Exercise brief
Retype the material that follows, keeping every word as it is.

Supplied data
....
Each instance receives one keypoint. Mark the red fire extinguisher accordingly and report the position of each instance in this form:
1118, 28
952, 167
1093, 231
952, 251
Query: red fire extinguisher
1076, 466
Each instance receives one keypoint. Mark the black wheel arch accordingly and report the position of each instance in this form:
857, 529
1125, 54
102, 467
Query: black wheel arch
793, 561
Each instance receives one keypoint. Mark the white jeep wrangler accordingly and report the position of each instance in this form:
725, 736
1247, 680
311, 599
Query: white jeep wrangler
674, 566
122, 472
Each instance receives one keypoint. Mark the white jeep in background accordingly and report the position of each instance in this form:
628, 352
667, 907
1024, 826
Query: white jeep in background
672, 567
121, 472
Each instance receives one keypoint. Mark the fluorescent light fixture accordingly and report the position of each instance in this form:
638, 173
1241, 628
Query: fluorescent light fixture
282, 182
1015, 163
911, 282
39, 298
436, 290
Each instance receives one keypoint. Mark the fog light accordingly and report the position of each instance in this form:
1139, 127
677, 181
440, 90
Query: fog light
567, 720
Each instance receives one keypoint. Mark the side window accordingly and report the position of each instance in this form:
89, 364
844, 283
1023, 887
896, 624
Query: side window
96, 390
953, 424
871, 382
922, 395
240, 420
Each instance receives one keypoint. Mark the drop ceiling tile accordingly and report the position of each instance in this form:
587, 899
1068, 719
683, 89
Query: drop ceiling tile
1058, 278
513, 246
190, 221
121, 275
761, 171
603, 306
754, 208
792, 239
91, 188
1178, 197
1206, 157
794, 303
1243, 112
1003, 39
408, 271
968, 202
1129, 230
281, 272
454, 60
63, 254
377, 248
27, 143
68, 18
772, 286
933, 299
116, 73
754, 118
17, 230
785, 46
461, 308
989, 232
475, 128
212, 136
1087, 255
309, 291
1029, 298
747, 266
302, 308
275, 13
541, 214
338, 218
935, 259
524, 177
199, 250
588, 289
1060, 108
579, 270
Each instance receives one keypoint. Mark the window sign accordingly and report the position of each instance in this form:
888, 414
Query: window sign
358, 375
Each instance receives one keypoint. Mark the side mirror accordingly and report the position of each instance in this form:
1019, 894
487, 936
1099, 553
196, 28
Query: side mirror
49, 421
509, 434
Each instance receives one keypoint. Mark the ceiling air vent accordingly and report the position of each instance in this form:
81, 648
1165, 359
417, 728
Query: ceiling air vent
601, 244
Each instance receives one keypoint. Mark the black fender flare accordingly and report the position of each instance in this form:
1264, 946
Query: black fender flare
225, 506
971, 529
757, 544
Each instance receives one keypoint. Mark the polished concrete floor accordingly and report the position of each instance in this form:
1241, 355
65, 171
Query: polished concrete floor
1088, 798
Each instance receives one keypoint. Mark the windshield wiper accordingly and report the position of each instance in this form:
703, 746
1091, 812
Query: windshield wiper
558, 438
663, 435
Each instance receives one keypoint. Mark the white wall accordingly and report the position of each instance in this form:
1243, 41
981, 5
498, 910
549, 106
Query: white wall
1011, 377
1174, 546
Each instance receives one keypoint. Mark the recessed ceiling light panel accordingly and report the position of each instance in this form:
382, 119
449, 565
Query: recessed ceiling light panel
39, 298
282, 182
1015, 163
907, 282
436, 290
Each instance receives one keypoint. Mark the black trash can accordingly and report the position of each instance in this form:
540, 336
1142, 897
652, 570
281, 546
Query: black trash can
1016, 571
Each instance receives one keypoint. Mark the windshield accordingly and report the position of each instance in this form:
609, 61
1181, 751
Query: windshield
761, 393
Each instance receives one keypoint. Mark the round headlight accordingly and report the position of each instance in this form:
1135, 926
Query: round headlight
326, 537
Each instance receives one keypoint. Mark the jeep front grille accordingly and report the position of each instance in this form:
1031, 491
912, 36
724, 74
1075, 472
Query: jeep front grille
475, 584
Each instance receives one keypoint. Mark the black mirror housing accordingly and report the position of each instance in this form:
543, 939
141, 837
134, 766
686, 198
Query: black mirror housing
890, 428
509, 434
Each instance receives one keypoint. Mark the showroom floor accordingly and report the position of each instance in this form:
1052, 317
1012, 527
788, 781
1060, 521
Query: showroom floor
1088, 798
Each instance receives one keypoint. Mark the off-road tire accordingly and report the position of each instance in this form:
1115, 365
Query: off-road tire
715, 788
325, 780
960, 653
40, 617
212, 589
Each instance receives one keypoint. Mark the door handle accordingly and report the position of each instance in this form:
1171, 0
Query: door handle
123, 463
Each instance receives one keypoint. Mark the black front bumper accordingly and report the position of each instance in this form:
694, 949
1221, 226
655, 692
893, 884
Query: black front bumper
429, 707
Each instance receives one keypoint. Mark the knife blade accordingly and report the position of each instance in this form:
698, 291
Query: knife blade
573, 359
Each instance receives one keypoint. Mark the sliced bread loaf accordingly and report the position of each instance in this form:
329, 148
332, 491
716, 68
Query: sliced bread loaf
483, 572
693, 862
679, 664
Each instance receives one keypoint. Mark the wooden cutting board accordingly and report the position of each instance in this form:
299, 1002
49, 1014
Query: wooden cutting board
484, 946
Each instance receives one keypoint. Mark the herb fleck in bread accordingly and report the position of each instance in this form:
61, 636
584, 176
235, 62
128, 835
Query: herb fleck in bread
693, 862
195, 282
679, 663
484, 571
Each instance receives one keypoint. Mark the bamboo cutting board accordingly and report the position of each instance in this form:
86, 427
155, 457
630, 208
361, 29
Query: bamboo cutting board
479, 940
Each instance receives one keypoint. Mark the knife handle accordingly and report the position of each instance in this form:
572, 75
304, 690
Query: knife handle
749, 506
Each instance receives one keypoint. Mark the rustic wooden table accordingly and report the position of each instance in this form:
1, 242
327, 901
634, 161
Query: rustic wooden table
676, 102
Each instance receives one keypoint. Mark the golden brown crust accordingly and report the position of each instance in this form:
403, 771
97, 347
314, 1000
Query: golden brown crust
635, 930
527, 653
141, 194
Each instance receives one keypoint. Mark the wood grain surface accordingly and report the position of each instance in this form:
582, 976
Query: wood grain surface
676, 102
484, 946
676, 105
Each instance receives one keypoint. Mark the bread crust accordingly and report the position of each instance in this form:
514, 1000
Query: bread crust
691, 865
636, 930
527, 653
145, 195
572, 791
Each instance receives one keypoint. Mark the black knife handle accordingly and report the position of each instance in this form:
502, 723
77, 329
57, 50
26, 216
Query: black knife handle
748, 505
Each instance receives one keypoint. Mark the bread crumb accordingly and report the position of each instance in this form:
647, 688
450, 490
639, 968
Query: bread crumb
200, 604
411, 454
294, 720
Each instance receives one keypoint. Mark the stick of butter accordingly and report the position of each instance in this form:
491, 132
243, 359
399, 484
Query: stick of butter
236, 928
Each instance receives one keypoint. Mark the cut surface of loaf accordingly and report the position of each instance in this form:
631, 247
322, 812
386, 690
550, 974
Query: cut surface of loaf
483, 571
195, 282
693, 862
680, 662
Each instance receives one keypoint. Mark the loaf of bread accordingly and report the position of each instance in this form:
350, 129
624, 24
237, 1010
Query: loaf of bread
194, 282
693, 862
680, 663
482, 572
....
Task output
Each instance receives one keypoint. Mark the red fire extinguisher accordingly and report the position of each instance in this form:
1118, 28
952, 167
1093, 231
952, 251
Query: red fire extinguisher
1076, 466
Each instance receives one keypoint. Mark the black wheel arch accordingly and report the position of each instance in this form:
857, 529
1125, 54
102, 467
Query: black wheel arch
793, 561
Each instance receives one keypoint. Mark the white jeep wrangler accordingly and report the position of each instance in this form:
725, 736
1247, 680
311, 599
Query: white jeep wrangler
674, 566
122, 472
Each instance receives one keypoint. Mark the white jeep in background accordingly and report the position of each instance in this form:
628, 352
667, 907
1024, 826
Query: white jeep in background
672, 567
121, 472
Each instance receives one keypoint. Mark the fluorescent light fixture accordingly and report the position of each instance in this form:
638, 173
1241, 628
Query: fluorescent light fixture
282, 182
1015, 163
911, 282
39, 298
436, 290
Each instance receives one keypoint. Mark the fog light accordingly and report the position of each instance in this form:
1139, 127
677, 181
440, 90
Query: fog light
567, 720
Each instance receives one keypoint. Mark the side window accordingly and report the position of each instance in this form:
89, 364
844, 283
1023, 887
896, 624
Query: side window
96, 390
953, 424
871, 382
922, 395
240, 420
Each instance receives one keypoint. Mark the drop ceiling tile accordingly and report the position of each instance in this form:
587, 899
1068, 719
683, 89
Query: drop ceiling tile
1058, 278
513, 246
190, 221
121, 275
761, 171
603, 306
754, 208
792, 239
91, 188
1178, 197
1206, 157
794, 303
1243, 112
1003, 39
408, 271
968, 202
1129, 230
281, 272
454, 60
63, 254
377, 248
27, 143
68, 18
772, 286
933, 299
116, 73
754, 118
17, 230
785, 46
461, 308
989, 232
475, 128
212, 136
1087, 255
309, 291
1029, 298
747, 266
302, 308
275, 13
541, 214
338, 218
935, 259
524, 177
199, 250
588, 289
1060, 108
579, 270
Each instance receives one keypoint. Mark the window sign accordingly and report the position of each instance in this form:
888, 414
Query: window sign
358, 375
Each instance receives one keypoint. Mark the side mirror accordingly and report the position of each instance in this form:
1019, 894
487, 936
1099, 553
196, 28
Query: side mirror
49, 421
509, 434
Each instance receives one keypoint. Mark the ceiling air vent accordingly and report the position of each instance in this form:
81, 648
1165, 359
417, 728
Query: ceiling air vent
601, 244
Each instance receives one keypoint. Mark the black fender flare accordingly and report the position of each instance in this form:
1264, 946
Query: black fender flare
225, 506
971, 529
757, 544
Each instance receives one keypoint. Mark the polished concrete floor accordingly and report the position of each instance in this form:
1241, 355
65, 171
Query: polished concrete floor
1088, 798
Each instance receives one keypoint. Mark the windshield wiper accordingly and report the position of each instance in this form:
703, 746
1091, 812
Query: windshield wiper
558, 438
663, 435
Each instance receives one keypoint. Mark the white wall accordingly and report the position of each instance in this form:
1243, 41
981, 5
498, 910
549, 106
Query: white wall
1011, 377
1174, 546
Each instance receives one keypoint. Mark the recessed ceiling light panel accordingly and report the position of each instance in this form:
382, 119
449, 565
Query: recessed ceiling light panel
39, 298
282, 182
1015, 163
907, 282
436, 290
Each instance receives one keypoint. Mark the black trash can accordingly and report the position of each instance in this form:
540, 336
1142, 897
652, 570
281, 546
Query: black trash can
1016, 571
Each instance receives one keypoint. Mark the windshield accordingly and report the position of each instance in this form:
609, 61
1181, 751
Query: windshield
761, 393
Each instance receives one keypoint. Mark the round headlight accordingly and report the position of each instance in this form:
1135, 926
Query: round headlight
326, 537
Each instance receives one keypoint. Mark the jeep front grille accordingly and report the position of each instance in this form:
1031, 491
912, 36
724, 74
1075, 472
Query: jeep front grille
475, 584
Each instance receives one keypoint. Mark the black mirror housing accordingly and report the position of each instance in this form:
543, 939
141, 837
134, 766
686, 198
Query: black mirror housing
890, 428
509, 434
Each instance receives one keypoint. Mark the showroom floor accordingly and report the position of each instance in this form:
1052, 317
1012, 527
788, 781
1060, 521
Query: showroom floor
1088, 798
Each instance receives one keypoint. Mark the off-road tire accordingly and report the position of each instance in this form:
1115, 365
Query: off-road tire
715, 788
325, 780
960, 653
40, 617
212, 589
Each instance receives one keypoint. Mark the door handle accordingly and report the position of each instance in this form:
1171, 0
Query: door handle
123, 463
Each instance receives one keypoint. Mark the black front bumper accordingly and report the position of each instance in this form:
694, 949
1221, 226
655, 692
893, 884
Query: black front bumper
429, 707
Each instance receives one keypoint. Mark the knife blade accordingly and report the position of each instance in this form:
698, 291
Query: knife blade
573, 359
Each instance receives one keypoint. Mark the sliced bread loaf accordingly and report the position of each instance in this form:
329, 148
332, 491
716, 68
Query: sliced bread loaf
483, 572
693, 862
679, 664
Each instance receives one keypoint. Mark the wooden cutting board accordingly and report the position of each instance in this form:
299, 1002
49, 1014
Query: wooden cutting board
484, 946
Each instance receives one keypoint. Mark the herb fleck in bread accordingly and report the position of each instance in this form:
61, 636
584, 176
235, 62
128, 835
Query: herb fleck in bread
693, 862
195, 282
679, 663
484, 571
Each instance receives one keypoint. Mark the bamboo cutting board accordingly and report the position of each instance in this form:
86, 427
155, 457
630, 208
361, 29
Query: bamboo cutting board
479, 940
Each instance receives one keypoint. Mark the knife handle accordingly and report the position of each instance in this form:
572, 75
304, 690
Query: knife handle
749, 506
Each instance receives one keypoint. Mark the rustic wooden table accordingly and report the position of each instance in this form:
1, 242
327, 901
634, 161
Query: rustic wooden table
676, 102
Each instance receives one keypoint. Mark the golden brown crust accordingly and report the position of each instance in this form:
403, 771
97, 347
314, 1000
Query: golden brown crust
635, 930
527, 653
141, 194
Each instance receives one keypoint. Mark the wood grain surface accordingly and report the position of each instance in this form:
582, 976
Query: wood grain surface
676, 102
484, 946
676, 105
Each instance receives one keypoint. Mark the bread crust accordingly and report the position of each instance in this form:
514, 1000
Query: bread crust
691, 865
636, 930
527, 653
145, 195
572, 791
Each instance receives one keypoint. Mark the black knife handle accordingly and report the position of each instance in this form:
502, 723
77, 329
57, 50
26, 216
Query: black knife handle
748, 505
Each instance receives one keypoint. Mark the bread crumb accordingly and report the position of each instance in this form:
647, 688
450, 490
639, 968
Query: bread crumb
200, 604
411, 454
294, 720
Each instance receives one keypoint. Mark the stick of butter accordingly and report the position of each instance in this form:
491, 132
243, 359
399, 484
Query: stick of butter
236, 928
Each instance receives one keypoint. Mark the cut surface of loaf accordingly and report the position of each instance in this form:
631, 247
322, 812
386, 690
550, 974
Query: cut surface of loaf
483, 571
195, 282
693, 862
680, 662
Each instance receives one keypoint. Mark the loaf of bread accordingly and report the position of each instance in this form:
350, 129
624, 24
237, 1010
Query: loaf of bread
194, 282
693, 862
680, 663
482, 572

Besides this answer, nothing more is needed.